▶ [TASK DESCRIPTION] Reproduce every one of the records below word for word, keeping each line unchanged.

▶ [EXCERPTED RECORDS]

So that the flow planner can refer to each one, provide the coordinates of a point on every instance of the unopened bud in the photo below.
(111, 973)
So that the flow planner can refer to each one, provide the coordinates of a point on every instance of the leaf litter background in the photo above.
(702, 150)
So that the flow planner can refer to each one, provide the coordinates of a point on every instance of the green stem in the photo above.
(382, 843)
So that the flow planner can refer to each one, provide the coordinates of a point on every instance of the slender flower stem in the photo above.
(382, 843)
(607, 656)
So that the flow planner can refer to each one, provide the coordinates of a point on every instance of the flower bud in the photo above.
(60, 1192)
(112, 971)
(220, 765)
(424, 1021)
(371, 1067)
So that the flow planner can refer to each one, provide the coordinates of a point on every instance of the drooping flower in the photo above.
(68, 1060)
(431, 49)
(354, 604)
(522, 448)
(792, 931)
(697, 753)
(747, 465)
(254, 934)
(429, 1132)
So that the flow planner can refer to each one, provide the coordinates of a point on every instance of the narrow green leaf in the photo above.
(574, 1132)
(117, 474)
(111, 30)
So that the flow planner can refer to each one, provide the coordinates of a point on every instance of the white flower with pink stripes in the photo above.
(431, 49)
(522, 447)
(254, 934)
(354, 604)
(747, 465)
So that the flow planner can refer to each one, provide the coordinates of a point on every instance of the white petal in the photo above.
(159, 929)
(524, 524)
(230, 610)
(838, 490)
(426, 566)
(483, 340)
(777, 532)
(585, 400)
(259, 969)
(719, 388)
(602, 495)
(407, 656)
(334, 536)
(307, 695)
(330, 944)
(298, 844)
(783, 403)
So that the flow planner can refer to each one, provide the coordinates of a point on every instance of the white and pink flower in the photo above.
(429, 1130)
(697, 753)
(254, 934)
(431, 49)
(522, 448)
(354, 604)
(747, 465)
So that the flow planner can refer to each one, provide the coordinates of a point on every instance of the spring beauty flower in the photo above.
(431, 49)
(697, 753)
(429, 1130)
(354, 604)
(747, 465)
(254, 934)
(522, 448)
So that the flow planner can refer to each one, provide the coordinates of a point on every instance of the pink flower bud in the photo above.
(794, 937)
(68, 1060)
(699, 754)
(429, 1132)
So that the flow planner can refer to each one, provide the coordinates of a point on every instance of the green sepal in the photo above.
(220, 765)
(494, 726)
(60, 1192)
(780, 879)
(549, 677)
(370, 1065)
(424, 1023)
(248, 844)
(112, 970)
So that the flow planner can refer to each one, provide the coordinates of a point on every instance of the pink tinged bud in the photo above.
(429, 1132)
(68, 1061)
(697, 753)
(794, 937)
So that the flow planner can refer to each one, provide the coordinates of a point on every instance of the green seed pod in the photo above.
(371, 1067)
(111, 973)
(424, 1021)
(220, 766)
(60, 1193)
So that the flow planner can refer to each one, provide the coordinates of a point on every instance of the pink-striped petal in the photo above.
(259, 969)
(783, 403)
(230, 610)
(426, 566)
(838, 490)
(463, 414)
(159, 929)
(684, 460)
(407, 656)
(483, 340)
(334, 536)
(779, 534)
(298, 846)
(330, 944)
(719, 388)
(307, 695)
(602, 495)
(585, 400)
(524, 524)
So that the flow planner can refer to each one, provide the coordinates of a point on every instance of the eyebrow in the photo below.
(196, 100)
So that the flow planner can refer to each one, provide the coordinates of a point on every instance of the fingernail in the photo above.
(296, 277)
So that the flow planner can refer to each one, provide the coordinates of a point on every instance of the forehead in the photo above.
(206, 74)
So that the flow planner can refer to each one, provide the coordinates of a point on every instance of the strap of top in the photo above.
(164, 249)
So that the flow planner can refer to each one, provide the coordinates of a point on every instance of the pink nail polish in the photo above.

▶ [FINAL ANSWER]
So that the flow planner can refer to each one, provide the coordinates of a point on every instance of the unopened bud in the photo below.
(111, 973)
So that the flow planner can refer to each one, provide the coordinates of a point on every instance of the leaf litter background in the photo above.
(702, 150)
So that the flow planner can refer to each one, provide the coordinates of a point on every instance of the green stem in the photo above.
(382, 843)
So that the flow planner can refer to each one, provide the coordinates of a point on every instance of the slender flower stem in the photo above.
(382, 843)
(607, 656)
So that the flow planner can refer to each one, provide the coordinates of a point on every instance of the flower bud in the photo above.
(60, 1192)
(112, 971)
(220, 765)
(424, 1021)
(371, 1067)
So that the flow planner can refer to each one, provide the coordinates of a point on every instance of the drooping flower in the photo above.
(68, 1060)
(431, 49)
(354, 604)
(522, 448)
(792, 931)
(697, 753)
(747, 465)
(254, 934)
(429, 1132)
So that the flow planner can refer to each one, provide the coordinates of a point on every instance of the narrow green leaf in the photo above.
(574, 1132)
(117, 474)
(111, 30)
So that the flow planner can refer to each one, provide the coordinates of a point on every instance of the white flower with pink stripes in the photo above.
(431, 49)
(522, 447)
(254, 934)
(354, 604)
(747, 465)
So that the flow planner can refer to each one, provide the coordinates of a point on every instance of the white petal in the photo above.
(159, 929)
(524, 524)
(230, 610)
(838, 490)
(426, 566)
(483, 340)
(777, 532)
(585, 400)
(259, 969)
(719, 388)
(602, 495)
(407, 656)
(334, 536)
(307, 695)
(330, 944)
(298, 844)
(783, 403)
So that the flow planner can refer to each one, provide the coordinates of a point on every instance of the white and pink flower in the photo above.
(429, 1130)
(697, 753)
(254, 934)
(431, 49)
(522, 448)
(354, 604)
(747, 465)
So that the flow planner can refer to each one, provide the coordinates of a point on every instance of the spring beauty flower in the photo above.
(431, 49)
(697, 753)
(429, 1130)
(354, 604)
(747, 465)
(254, 934)
(522, 448)
So that the flow planner can refer to each one, provide the coordinates of a point on every instance of the pink flower bud in the photo above.
(794, 937)
(68, 1060)
(699, 754)
(429, 1132)
So that the flow planner can refer to each one, provide the coordinates of a point on every instance of the green sepal in the photo above.
(220, 765)
(494, 726)
(60, 1192)
(780, 879)
(549, 677)
(370, 1065)
(424, 1023)
(248, 844)
(112, 970)
So that the flow planner can refer to each one, provide the coordinates of a point on every instance of the pink tinged bud in the photo above.
(429, 1132)
(68, 1061)
(697, 753)
(794, 937)
So that the flow planner can refer to each one, provide the coordinates of a point on every instance of the green seed pod in the photo above.
(371, 1067)
(111, 973)
(424, 1021)
(220, 766)
(60, 1193)
So that the flow planner can refer to each one, provide the coordinates of a point on every instance of the pink-striped petal in the photo above.
(259, 969)
(783, 403)
(230, 610)
(426, 566)
(838, 490)
(463, 414)
(159, 929)
(684, 460)
(407, 656)
(483, 340)
(334, 536)
(779, 534)
(298, 846)
(330, 944)
(719, 388)
(307, 695)
(602, 495)
(585, 400)
(524, 524)
So that the flow planner can refer to each one, provide the coordinates of a point on every instance of the eyebrow in the photo below.
(196, 100)
So that the flow planner can refer to each one, provide the coordinates of a point on every instance of the fingernail in the photo above.
(296, 277)
So that the flow planner can refer to each one, provide the coordinates of a point on every instance of the forehead in the photo above.
(206, 74)
So that the flow planner can refer to each one, provide the coordinates of a point on every instance of the strap of top in the photo above.
(164, 249)
So that the flow planner can refer to each one, provide the coordinates of a point on every instance of the pink nail polish in the photo above.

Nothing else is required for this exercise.